# Study text:
※

Morgan returns to the clinic and is attacked by Gordon but manages to kill him. Morgan locates Barbara and the other captured women but gets locked in Barbara's cell by Nathalie. Flamand, Moser and Nathalie then brick up the cell. As murder victims have piled up, authorities close in, and Flamand, Nathalie and Ingrid take Moser's advice to leave France, leaving Barbara and Morgan alive in their cells. Sam reveals he has sent Terry a message, and that if he doesn't leave a message in 12 hours, Terry should "send in the marines, Merry Christmas." Terry says to his office executive to get him on the first flight to Paris in hopes of rescuing the two.

==Production==
The films producer was René Château, who is also credited for the story and adaptation under the name Fred Castle. Château was a fan of genre and action films, and had a hand in introducing French audiences to the films of Bruce Lee. Château had his own video publishing company and published films like The Texas Chain Saw Massacre (1974) which was previously banned in France. In 1985, the French Minister of Culture Jack Lang allowed the Centre National de la Cinématographie (CNC) to implement a series of tax shelters known as SOFICAs (Sociétes pour le financement du cinéma et de l'audiovisuel). These changes led to changes such as a films shot in English to receive support from CNC.

※

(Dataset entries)
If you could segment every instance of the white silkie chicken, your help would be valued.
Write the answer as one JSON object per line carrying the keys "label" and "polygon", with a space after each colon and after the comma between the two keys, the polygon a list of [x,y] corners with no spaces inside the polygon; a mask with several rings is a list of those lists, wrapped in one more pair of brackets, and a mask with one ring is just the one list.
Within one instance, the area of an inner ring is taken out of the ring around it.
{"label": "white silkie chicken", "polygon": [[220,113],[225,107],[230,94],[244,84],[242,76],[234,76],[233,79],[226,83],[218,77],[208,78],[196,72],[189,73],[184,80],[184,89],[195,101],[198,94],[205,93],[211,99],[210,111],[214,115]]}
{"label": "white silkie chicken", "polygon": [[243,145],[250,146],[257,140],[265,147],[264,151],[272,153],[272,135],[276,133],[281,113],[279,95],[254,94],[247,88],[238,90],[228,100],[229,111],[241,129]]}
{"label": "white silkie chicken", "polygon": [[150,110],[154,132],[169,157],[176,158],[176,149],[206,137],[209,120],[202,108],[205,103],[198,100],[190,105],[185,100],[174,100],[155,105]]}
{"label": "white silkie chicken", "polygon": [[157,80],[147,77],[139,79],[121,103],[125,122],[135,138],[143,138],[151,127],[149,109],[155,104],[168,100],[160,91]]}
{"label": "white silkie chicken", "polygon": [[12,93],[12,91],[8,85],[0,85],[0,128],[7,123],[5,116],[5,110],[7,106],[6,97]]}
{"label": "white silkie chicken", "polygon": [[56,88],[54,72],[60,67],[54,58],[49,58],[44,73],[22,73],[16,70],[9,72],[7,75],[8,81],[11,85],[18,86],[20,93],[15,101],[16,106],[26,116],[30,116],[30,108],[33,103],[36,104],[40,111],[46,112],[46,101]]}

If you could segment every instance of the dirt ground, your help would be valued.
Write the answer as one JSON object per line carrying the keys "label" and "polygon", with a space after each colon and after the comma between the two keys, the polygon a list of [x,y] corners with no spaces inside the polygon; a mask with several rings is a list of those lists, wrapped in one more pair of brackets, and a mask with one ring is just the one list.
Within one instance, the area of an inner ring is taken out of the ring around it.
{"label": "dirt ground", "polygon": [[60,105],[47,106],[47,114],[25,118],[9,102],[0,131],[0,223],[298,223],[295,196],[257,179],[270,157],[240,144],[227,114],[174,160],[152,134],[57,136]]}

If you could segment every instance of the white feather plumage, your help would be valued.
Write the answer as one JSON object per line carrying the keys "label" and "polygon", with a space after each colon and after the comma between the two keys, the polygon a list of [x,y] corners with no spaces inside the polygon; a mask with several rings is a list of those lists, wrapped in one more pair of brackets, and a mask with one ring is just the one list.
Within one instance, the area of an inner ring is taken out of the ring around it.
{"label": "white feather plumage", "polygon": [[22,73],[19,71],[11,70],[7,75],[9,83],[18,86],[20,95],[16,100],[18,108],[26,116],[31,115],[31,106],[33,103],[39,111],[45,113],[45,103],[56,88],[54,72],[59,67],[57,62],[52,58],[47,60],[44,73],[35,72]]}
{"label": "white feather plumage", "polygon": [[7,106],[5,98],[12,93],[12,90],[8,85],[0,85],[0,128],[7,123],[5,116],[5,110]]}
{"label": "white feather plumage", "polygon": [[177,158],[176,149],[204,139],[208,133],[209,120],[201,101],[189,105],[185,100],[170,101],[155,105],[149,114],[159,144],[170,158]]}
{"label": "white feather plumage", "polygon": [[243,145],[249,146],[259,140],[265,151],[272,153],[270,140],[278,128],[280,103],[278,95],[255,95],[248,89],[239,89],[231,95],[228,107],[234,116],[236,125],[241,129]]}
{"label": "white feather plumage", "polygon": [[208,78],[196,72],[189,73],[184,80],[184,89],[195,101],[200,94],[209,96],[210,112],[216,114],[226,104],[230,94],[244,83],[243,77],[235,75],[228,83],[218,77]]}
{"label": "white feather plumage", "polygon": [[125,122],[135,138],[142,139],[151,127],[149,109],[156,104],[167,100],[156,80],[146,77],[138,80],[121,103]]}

※

# What the exercise asks:
Translate this sentence from the film text into Spanish: "Château was a fan of genre and action films, and had a hand in introducing French audiences to the films of Bruce Lee."

# Answer space:
Château era aficionado a las películas de género y de acción, y contribuyó a dar a conocer al público francés las películas de Bruce Lee.